§ Aim
Count the lines in the material below that contain the string "query". Reply with the number alone.

......

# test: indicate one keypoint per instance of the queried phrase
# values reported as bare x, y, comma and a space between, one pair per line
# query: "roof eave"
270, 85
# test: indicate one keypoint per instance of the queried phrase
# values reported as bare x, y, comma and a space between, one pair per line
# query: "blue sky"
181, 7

......

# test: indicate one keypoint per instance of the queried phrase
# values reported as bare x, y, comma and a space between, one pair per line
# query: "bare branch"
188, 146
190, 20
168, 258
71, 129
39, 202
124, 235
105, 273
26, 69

......

§ Result below
3